• **Página**:
►

Considerando que, na presente diretiva, importa salientar o princípio segundo o qual devem ser excluídas da patenteabilidade as invenções cuja exploração comercial atente contra a ordem pública ou contra os bons costumes;

(38)

Considerando que importa também incluir no articulado da presente diretiva uma lista indicativa das invenções excluídas da patenteabilidade, a fim de fornecer aos juízes e aos serviços nacionais de patentes orientações gerais para a interpretação da referência à ordem pública ou aos bons costumes; que esta lista não pode, evidentemente, ser considerada exaustiva; que os processos que atentem contra a dignidade do ser humano, nomeadamente aqueles que se destinam à produção de seres híbridos, obtidos de células germinais ou de células totipotentes humanas e animais, também deverão obviamente ser excluídos da patenteabilidade;

(39)

Considerando que a ordem pública e os bons costumes correspondem, nomeadamente, a princípios éticos ou morais reconhecidos num Estado‑Membro, cujo respeito se impõe muito especialmente em matéria de biotecnologia, devido ao alcance potencial das invenções neste domínio e à sua ligação inerente com a matéria viva; que esses princípios éticos ou morais complementam as apreciações jurídicas normais do direito de patentes, qualquer que seja o domínio técnico da invenção;

[…]

(42)

Considerando que, além disso, devem ser igualmente excluídas da patenteabilidade as utilizações de embriões humanos para fins industriais ou comerciais; que, em todo o caso, essa exclusão não diz respeito às invenções que tenham um objetivo terapêutico ou de diagnóstico que se aplicam ao embrião humano e lhe são úteis;

(43)

Considerando que o n.o 2 do artigo F do Tratado da União Europeia prevê que a União respeitará os direitos fundamentais, tal como os garante a Convenção Europeia de Salvaguarda dos Direitos do Homem e das Liberdades Fundamentais, assinada em Roma em 4 de novembro de 1950, e tal como resultam das tradições constitucionais comuns aos Estados‑Membros, enquanto princípios gerais do direito comunitário […]»

4

O artigo 1.o desta diretiva dispõe:

«1.   Os Estados‑Membros devem proteger as invenções biotecnológicas através do direito nacional de patentes. Se necessário, os Estados‑Membros adotarão o seu direito nacional de patentes de modo a ter em conta o disposto na presente diretiva.

2.   A presente diretiva não prejudica as obrigações que decorrem, para os Estados‑Membros, das convenções internacionais, nomeadamente do Acordo TRIP [sobre os aspetos dos direitos de propriedade intelectual relacionados com o comércio] e da Convenção sobre a Diversidade Biológica.»

5

O artigo 3.o da referida diretiva prevê:

«1.   Para efeitos da presente diretiva, são patenteáveis as invenções novas que impliquem uma atividade inventiva e sejam suscetíveis de aplicação industrial, mesmo quando incidam sobre um produto composto de matéria biológica ou que contenha matéria biológica ou sobre um processo que permita produzir, tratar ou utilizar matéria biológica.

◄

• **Tarefas**:
A. Indique as condições que, segundo o n.º 1 do artigo 3.º citado no excerto da diretiva, uma invenção deve reunir para ser patenteável.
B. De acordo com o excerto da diretiva, por que motivo o respeito pelos princípios éticos ou morais se impõe muito especialmente em matéria de biotecnologia?

• **Listagem de dados**:
►

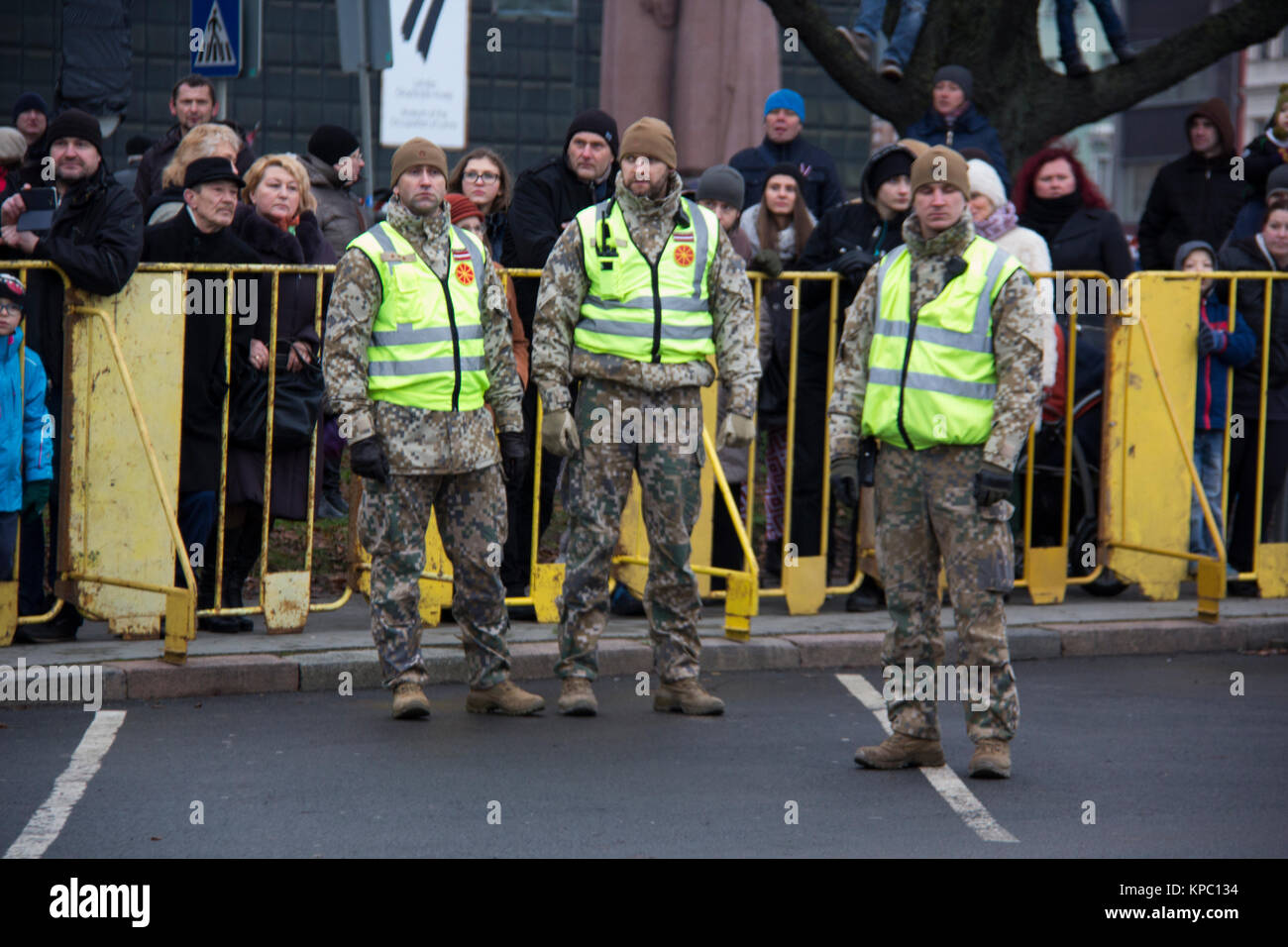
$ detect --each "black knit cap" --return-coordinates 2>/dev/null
[564,108,621,158]
[48,108,103,155]
[183,158,246,189]
[765,161,805,198]
[868,149,912,194]
[309,125,362,164]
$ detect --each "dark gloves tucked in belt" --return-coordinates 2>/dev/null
[975,464,1013,509]
[21,480,53,525]
[832,250,877,282]
[747,248,783,275]
[349,437,389,483]
[831,458,859,509]
[497,430,528,483]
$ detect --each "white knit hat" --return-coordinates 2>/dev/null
[966,158,1006,207]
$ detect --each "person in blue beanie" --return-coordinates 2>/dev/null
[729,89,845,219]
[1173,240,1257,569]
[0,273,54,642]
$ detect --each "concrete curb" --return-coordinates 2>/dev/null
[0,617,1288,701]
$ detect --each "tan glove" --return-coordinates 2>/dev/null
[541,411,581,458]
[716,411,756,451]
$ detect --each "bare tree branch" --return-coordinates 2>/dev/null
[764,0,1288,171]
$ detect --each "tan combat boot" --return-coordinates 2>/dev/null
[559,678,599,716]
[653,678,724,715]
[465,679,546,716]
[967,737,1012,780]
[854,733,944,770]
[394,681,429,720]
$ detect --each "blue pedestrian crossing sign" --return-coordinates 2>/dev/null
[188,0,242,78]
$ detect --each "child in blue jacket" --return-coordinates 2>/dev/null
[1175,240,1257,557]
[0,273,54,581]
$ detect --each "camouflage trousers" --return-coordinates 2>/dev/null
[555,378,703,683]
[876,443,1020,741]
[358,464,510,688]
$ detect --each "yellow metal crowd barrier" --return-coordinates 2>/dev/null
[0,262,1288,664]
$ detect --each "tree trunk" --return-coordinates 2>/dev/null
[764,0,1288,176]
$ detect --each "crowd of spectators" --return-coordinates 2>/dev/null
[0,56,1288,639]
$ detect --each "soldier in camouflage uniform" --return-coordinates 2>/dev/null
[829,146,1042,779]
[532,119,760,715]
[322,138,545,717]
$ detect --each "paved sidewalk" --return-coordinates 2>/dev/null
[0,586,1288,699]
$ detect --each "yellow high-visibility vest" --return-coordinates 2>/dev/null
[862,236,1020,451]
[349,222,489,411]
[574,198,720,364]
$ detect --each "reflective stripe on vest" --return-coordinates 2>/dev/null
[862,237,1020,450]
[349,223,489,411]
[574,200,720,364]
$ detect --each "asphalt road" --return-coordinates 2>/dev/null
[0,655,1288,858]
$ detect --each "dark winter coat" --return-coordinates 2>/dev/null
[800,145,909,309]
[228,205,336,519]
[1218,237,1288,421]
[1020,197,1136,337]
[143,184,188,227]
[729,136,845,220]
[1137,152,1244,269]
[903,104,1012,193]
[300,155,369,258]
[501,155,617,339]
[143,207,259,493]
[134,123,255,206]
[0,166,143,391]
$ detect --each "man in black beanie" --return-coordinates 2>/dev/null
[0,108,143,640]
[501,108,619,610]
[903,65,1012,191]
[300,125,368,258]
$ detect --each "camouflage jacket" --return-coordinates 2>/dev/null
[532,171,760,417]
[828,207,1043,469]
[322,198,523,474]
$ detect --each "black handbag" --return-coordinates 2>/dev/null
[756,351,789,428]
[228,347,325,451]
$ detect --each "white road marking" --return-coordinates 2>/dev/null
[4,710,125,858]
[836,674,1019,841]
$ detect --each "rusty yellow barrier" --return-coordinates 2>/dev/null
[1100,271,1288,620]
[0,262,1288,664]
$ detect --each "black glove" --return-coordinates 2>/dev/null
[497,430,531,483]
[748,248,783,275]
[975,464,1014,509]
[1199,325,1225,359]
[349,437,389,483]
[832,250,877,282]
[859,437,879,487]
[831,458,859,510]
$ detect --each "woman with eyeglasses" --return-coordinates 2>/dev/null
[447,149,514,261]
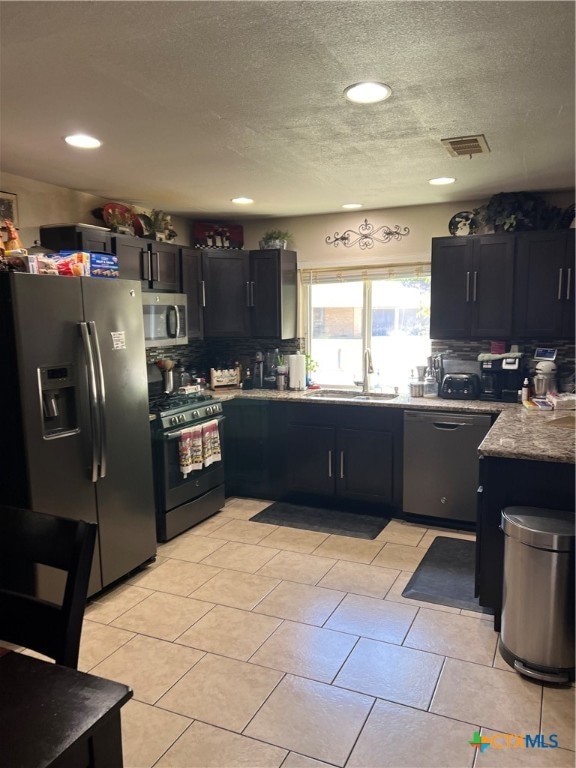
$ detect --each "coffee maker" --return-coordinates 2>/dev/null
[252,352,264,389]
[480,357,524,403]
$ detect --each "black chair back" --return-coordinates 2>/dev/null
[0,506,98,668]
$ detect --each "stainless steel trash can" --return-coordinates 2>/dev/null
[499,507,574,683]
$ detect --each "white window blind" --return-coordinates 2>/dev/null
[301,262,430,285]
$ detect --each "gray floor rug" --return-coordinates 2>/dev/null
[250,501,390,539]
[402,536,492,614]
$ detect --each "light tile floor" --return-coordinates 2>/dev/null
[29,499,575,768]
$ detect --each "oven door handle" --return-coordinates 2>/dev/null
[162,415,226,440]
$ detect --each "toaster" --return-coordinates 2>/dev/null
[440,373,480,400]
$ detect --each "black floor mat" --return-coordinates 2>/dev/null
[250,501,390,539]
[402,536,492,614]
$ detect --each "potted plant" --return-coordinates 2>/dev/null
[260,229,292,250]
[473,192,564,232]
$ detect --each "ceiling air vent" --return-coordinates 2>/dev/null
[440,133,490,157]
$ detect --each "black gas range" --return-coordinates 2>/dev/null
[149,390,222,430]
[149,390,225,542]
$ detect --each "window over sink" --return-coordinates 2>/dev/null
[303,264,431,392]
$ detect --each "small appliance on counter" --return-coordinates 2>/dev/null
[288,354,306,391]
[534,347,558,397]
[480,356,525,403]
[439,357,480,400]
[440,373,480,400]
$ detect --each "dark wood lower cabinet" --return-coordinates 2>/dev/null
[285,404,402,509]
[286,424,335,496]
[224,398,402,512]
[476,456,575,630]
[336,429,394,504]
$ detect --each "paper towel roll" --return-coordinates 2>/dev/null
[288,355,306,389]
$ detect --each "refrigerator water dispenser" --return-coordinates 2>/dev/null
[38,363,79,439]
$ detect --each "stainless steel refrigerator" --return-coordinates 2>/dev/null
[0,273,156,599]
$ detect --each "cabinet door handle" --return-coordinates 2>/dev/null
[148,251,158,281]
[142,251,152,283]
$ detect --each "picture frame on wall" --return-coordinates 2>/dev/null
[0,191,18,229]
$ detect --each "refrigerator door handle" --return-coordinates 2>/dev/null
[88,320,107,478]
[166,304,180,339]
[80,322,100,483]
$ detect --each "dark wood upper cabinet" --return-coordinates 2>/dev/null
[200,250,297,339]
[180,248,204,339]
[40,224,111,253]
[250,249,298,339]
[514,229,575,339]
[200,250,250,338]
[112,235,181,293]
[430,234,515,339]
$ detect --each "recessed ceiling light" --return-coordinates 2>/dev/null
[344,83,392,104]
[428,176,456,186]
[64,133,102,149]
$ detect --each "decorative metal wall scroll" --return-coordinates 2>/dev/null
[326,219,410,251]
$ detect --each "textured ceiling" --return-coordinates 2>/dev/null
[0,0,575,218]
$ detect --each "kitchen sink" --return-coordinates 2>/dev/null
[306,389,398,402]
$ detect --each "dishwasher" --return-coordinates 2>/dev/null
[403,411,492,523]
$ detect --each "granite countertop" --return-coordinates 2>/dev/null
[214,389,576,464]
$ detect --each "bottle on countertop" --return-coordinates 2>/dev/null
[424,367,438,397]
[522,378,530,403]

◄

• **Resolução das tarefas**:
A. A invenção deve ser nova, implicar uma atividade inventiva e ser suscetível de aplicação industrial.

B. Impõe-se devido ao alcance potencial das invenções neste domínio e à sua ligação inerente com a matéria viva.